**Extracto seleccionado:**
/---

Con mucha fibra y escasas calorías, la pulpa de calabaza –empleada eficazmente en cataplasmas durante siglos para curar quemaduras y abscesos y paliar las molestias ocasionadas por las varices– aporta a nuestro organismo potasio, cloro, calcio, azufre, sodio, magnesio, retinol y vitaminas B1, B2, B3 y C, y su consumo está especialmente indicado para disminuir la inflamación de la próstata, corregir el estreñimiento y la incontinencia urinaria de infantes y adultos, aumentar las defensas, estabilizar el sistema nervioso, mejorar la visión nocturna, combatir la astenia, el insomnio, la dispepsia y la disentería.
Además, facilita el aprovechamiento de los nutrientes de legumbres y tubérculos con los que se cocina y la digestión de platos de caza y asados de cerdo o de cordero y a los que acompaña cocida como guarnición, en puré, en crujiente, galleta o celosía.
Así, pues, disfrutemos con la amplia variedad de preparaciones, tanto dulces como saladas, a realizar con calabazas, cuyo color en la mesa parece reflejar el color del vivificante sol.
¡Salud y buenos alimentos! 



lunes, 9 de noviembre de 2015

Quienes me conocen personalmente saben que, al margen de mis compromisos docentes y laborales, siempre me ha gustado desaparecer de cualquier ambiente durante largas temporadas, ya sea por cambiar de ciudad o incluso de barrio (cuando he residido en alguna urbe), y no siempre por motivos profesionales  o afectivos.  
                                           

Y no se me ocurrió vacunar este medio de comunicación a mi inquieto afán de emular a los ojos del Guadiana (ese río peninsular cuyo nacimiento emerge de improviso en distintos tramos), pero si bien dejé sin actividad mi primer intento por abrir este blog (al haber olvidado mi antigua contraseña), intentaré rectificar ese abandono, y nada mejor que hacer coincidir tal reaparición con el inicio del veranillo  de san Martín, tras las celebraciones de la última fiesta de las cosechas en el calendario celta –y tiempo del inicio de la matanza del cerdo doméstico en el medio rural hasta un pasado reciente en el hemisferio norte–, que en la cultura china se considera como la estación intermedia,  asociada al elemento Tierra en la teoría de los cinco elementos de su medicina tradicional.

\---

**Datos en estudio:**
/---

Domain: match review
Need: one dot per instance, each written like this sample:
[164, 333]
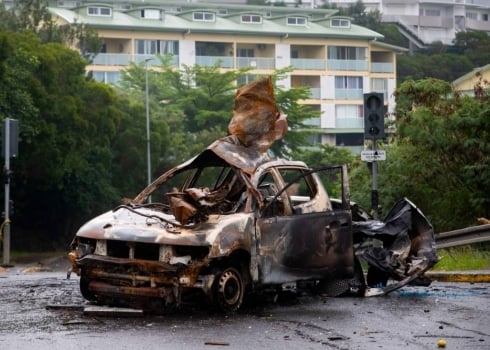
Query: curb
[460, 276]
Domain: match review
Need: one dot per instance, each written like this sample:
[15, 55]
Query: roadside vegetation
[83, 143]
[473, 257]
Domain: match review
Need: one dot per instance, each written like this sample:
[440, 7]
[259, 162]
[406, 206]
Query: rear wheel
[228, 290]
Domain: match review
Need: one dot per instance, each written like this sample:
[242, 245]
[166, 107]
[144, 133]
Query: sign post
[10, 148]
[374, 129]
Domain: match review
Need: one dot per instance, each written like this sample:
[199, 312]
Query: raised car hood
[140, 225]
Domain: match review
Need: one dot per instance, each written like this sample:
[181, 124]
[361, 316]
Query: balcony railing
[316, 122]
[357, 65]
[378, 67]
[315, 93]
[308, 63]
[123, 59]
[211, 61]
[256, 62]
[112, 59]
[348, 94]
[349, 123]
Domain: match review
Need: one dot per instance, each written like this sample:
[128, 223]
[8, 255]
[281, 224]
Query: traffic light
[374, 116]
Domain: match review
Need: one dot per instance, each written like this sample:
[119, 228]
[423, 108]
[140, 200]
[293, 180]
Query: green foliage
[443, 66]
[70, 138]
[440, 158]
[33, 16]
[197, 104]
[463, 258]
[475, 45]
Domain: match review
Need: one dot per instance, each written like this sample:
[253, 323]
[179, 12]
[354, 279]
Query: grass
[463, 258]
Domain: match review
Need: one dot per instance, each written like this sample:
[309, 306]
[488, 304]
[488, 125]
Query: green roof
[126, 16]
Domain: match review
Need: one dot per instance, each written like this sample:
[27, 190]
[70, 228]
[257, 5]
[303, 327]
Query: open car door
[299, 235]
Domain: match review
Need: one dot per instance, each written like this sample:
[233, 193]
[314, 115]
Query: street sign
[369, 156]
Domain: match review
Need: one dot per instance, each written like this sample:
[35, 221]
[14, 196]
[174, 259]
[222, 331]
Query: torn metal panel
[255, 115]
[408, 245]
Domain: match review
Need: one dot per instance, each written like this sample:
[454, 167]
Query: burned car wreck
[233, 221]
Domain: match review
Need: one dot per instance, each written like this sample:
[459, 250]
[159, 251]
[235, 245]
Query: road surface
[44, 310]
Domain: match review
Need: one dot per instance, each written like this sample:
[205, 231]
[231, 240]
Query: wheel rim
[230, 290]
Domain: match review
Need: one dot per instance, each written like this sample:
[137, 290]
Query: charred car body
[232, 221]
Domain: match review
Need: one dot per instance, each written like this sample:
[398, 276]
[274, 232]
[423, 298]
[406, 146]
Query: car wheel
[84, 282]
[228, 290]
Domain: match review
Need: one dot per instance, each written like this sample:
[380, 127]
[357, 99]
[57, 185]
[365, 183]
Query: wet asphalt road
[43, 310]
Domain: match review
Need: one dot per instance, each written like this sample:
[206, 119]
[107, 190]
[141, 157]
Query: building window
[246, 53]
[152, 14]
[379, 85]
[153, 47]
[203, 16]
[340, 23]
[433, 13]
[349, 111]
[346, 53]
[349, 139]
[344, 82]
[257, 19]
[99, 11]
[242, 80]
[297, 21]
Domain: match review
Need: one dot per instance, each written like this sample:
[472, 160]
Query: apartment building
[421, 21]
[338, 60]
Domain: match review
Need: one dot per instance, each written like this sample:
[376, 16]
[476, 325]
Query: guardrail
[464, 236]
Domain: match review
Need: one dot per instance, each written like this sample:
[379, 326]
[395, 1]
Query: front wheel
[228, 290]
[84, 289]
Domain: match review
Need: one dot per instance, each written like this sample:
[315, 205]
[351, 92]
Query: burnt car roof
[224, 151]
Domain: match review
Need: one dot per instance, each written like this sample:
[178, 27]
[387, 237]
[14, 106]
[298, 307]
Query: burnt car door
[299, 235]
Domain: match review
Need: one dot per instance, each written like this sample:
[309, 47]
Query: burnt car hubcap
[229, 290]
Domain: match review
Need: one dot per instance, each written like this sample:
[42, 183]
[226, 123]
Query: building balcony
[256, 62]
[382, 67]
[349, 94]
[124, 59]
[355, 65]
[315, 93]
[349, 123]
[211, 61]
[313, 122]
[308, 63]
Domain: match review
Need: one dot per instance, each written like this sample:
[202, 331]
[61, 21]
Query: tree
[33, 16]
[445, 66]
[475, 45]
[197, 104]
[441, 156]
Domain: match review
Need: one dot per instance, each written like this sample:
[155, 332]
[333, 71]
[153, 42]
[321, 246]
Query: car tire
[84, 289]
[228, 290]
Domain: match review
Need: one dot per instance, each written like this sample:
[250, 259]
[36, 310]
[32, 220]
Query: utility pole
[148, 145]
[10, 148]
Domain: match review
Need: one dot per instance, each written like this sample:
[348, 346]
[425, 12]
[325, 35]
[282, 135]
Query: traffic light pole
[374, 189]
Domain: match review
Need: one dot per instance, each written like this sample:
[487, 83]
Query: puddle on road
[447, 292]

\---

**Preguntas por responder:**
1 - Devuelve del extracto sobre la calabaza y el regreso al blog el fragmento que va desde "Y no se me ocurrió" hasta "su medicina tradicional.", este incluido, sin alterar nada.
2 - Según el extracto sobre la calabaza y el regreso al blog, ¿qué río peninsular se nombra?
3 - Escribe lo que sigue al extracto sobre la calabaza y el regreso al blog, a partir de su última oración.

**Respuestas dadas:**
1 -
Y no se me ocurrió vacunar este medio de comunicación a mi inquieto afán de emular a los ojos del Guadiana (ese río peninsular cuyo nacimiento emerge de improviso en distintos tramos), pero si bien dejé sin actividad mi primer intento por abrir este blog (al haber olvidado mi antigua contraseña), intentaré rectificar ese abandono, y nada mejor que hacer coincidir tal reaparición con el inicio del veranillo  de san Martín, tras las celebraciones de la última fiesta de las cosechas en el calendario celta –y tiempo del inicio de la matanza del cerdo doméstico en el medio rural hasta un pasado reciente en el hemisferio norte–, que en la cultura china se considera como la estación intermedia,  asociada al elemento Tierra en la teoría de los cinco elementos de su medicina tradicional.

2 - El Guadiana.

3 -
Curiosamente, así como los druidas aconsejaban en sus tribus utilizar para los festejos de Samhain –precedente de la desacralizada fiestas de Halloween– ornamentos de color amarillo y naranja (además del verde, propio del muérdago, que se recolectaba en esas fechas), también en el otro extremo del continente euroasiático se recomendaba el empleo de esos colores para equilibrar el funcionamiento de los órganos encargados del metabolismo de los nutrientes ingeridos y su transformación en energía, con las despensas abastecidas de las cosechas de los campos (cereales y leguminosas) y de las huertas estivales (con frutas y verduras, cocidas con miel o azúcar, secadas, ahumadas o fermentadas), completada con  las vituallas de temporada obtenidas en los bosques  (frutillas rojas, frutos secos y la amplia variedad de hongos otoñales, silvestres o cultivados) y las viandas resultantes de la caza.
                                                  


Es tiempo de calabazas y cítricos y de cosechar los pistilos de las rosas del azafrán –cuyo color tiñe la vestimenta de los santones hindúes y de los mojes budistas así como de  las musas griegas– así como de raíces y tubérculos y de berzas –resistentes a las frías temperaturas que se avecinan– y de cosechar olivas, nueces y almendras, que nos proporcionan la energía y el placer necesarios para avanzar en el tiempo, cuyos orígenes, leyendas, propiedades y versatilidad, me proporcionarán sustancioso material para esta nueva etapa.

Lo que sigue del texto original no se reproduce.